── 提示文 ──
内部構造がしつこくないので、丸一日で完成させられた。可動範囲の小ささは価格相応、足首の不安定さは元設定由来で、どちらもやむを得ないところだろう。角の先端まで含めれば高さ25cmほどになる大型キットで、デコボコカクカクの造形にもかかわらずラインに統一感があるのであまりうるさくならず、見応えのあるデザインとして結実している。
(2017年8月19日、自宅にて撮影)
(写真1:)両肩はスラスター群が縦になって横向きに広がり、腰部は水平になって全周囲に広がっている。各部スラスターの縁は、アニメ設定画は四角形だったところ、このキットでは六角形にアレンジされているようだ。足首が極端に緩いので、支持なしで自立させておくのは難しい(両足を踏ん張ったポージングにしているのは、そのためでもある)。
(写真2:)同じ1/100スケール(MG)のF2ザク(左)と比べても、頭一つ大きい。このF2はOVA後半の宇宙戦のイメージで彩度を下げつつグリーン2色のコントラストを強めた。HGUC(1/144)のF2(右)はOVA前半の地上戦のイメージで、明るめの色調にしつつ2色のグリーンをフィットさせた。ハンマ・ハンマは濃いグリーンを微妙に赤に寄せつつ、シックな色合いを目指した。
(写真3:)大昔に作った同スケールのGP-02と並べるとこんな感じ。こうして見ると、大スケールのキットは、実物を眺めてもディテールや面の美しさは十分楽しめるし、下手にスミ入れをするとアニメっぽいちゃちさに傾斜してしまいかねないので、スミ入れはあまり気が進まない。ウェザリング等とうまく併用して初めて効果が発揮されるものではなかろうか。
(写真4:)昨年制作したEx-Sと並べても、遜色ない迫力がある。単色塗装だが、光の反射のために、両肩の凹凸が幾何学模様的なカラーリングに写っている(両肩の縦の濃いラインも、塗り分けによるものではない)。カラーモジュレーション塗装を施したらさらに見栄えが上がるかも。それにしても、80年代のアニメはこんな複雑な造形のロボットをすべて手書きで動かしていたのか……。
FUJIMIの1/700は後からフルハル版を出すので、最初のWL版は購入を躊躇してしまう。
───
問題と課題:
(a) 提示文の「(写真1:)両肩はスラスター」から下って「揮されるものではなかろうか。」までの全体を、一字も変えずに書き写すこと。
(b) エントリの中で「head」という文字列を含む行を、すべて示すこと。
── 記録データ ──
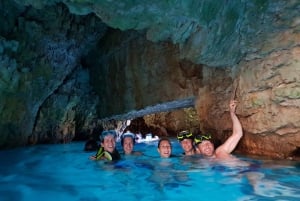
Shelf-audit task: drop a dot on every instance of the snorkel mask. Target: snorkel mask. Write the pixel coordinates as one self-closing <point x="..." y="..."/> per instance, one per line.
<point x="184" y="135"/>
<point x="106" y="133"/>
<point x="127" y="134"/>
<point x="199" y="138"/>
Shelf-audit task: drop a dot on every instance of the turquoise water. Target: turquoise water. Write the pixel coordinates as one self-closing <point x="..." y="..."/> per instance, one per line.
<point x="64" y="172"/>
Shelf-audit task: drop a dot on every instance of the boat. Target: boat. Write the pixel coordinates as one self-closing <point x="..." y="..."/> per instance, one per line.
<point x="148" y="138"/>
───
── 記録データ ──
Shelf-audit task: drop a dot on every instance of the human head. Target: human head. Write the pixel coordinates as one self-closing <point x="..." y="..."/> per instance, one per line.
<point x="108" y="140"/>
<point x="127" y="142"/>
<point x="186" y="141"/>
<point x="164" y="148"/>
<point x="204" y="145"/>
───
各課題の解答:
(a)
(写真1:)両肩はスラスター群が縦になって横向きに広がり、腰部は水平になって全周囲に広がっている。各部スラスターの縁は、アニメ設定画は四角形だったところ、このキットでは六角形にアレンジされているようだ。足首が極端に緩いので、支持なしで自立させておくのは難しい(両足を踏ん張ったポージングにしているのは、そのためでもある)。
(写真2:)同じ1/100スケール(MG)のF2ザク(左)と比べても、頭一つ大きい。このF2はOVA後半の宇宙戦のイメージで彩度を下げつつグリーン2色のコントラストを強めた。HGUC(1/144)のF2(右)はOVA前半の地上戦のイメージで、明るめの色調にしつつ2色のグリーンをフィットさせた。ハンマ・ハンマは濃いグリーンを微妙に赤に寄せつつ、シックな色合いを目指した。
(写真3:)大昔に作った同スケールのGP-02と並べるとこんな感じ。こうして見ると、大スケールのキットは、実物を眺めてもディテールや面の美しさは十分楽しめるし、下手にスミ入れをするとアニメっぽいちゃちさに傾斜してしまいかねないので、スミ入れはあまり気が進まない。ウェザリング等とうまく併用して初めて効果が発揮されるものではなかろうか。

(b)
Shelf-audit task: drop a dot on every instance of the human head. Target: human head. Write the pixel coordinates as one self-closing <point x="..." y="..."/> per instance, one per line.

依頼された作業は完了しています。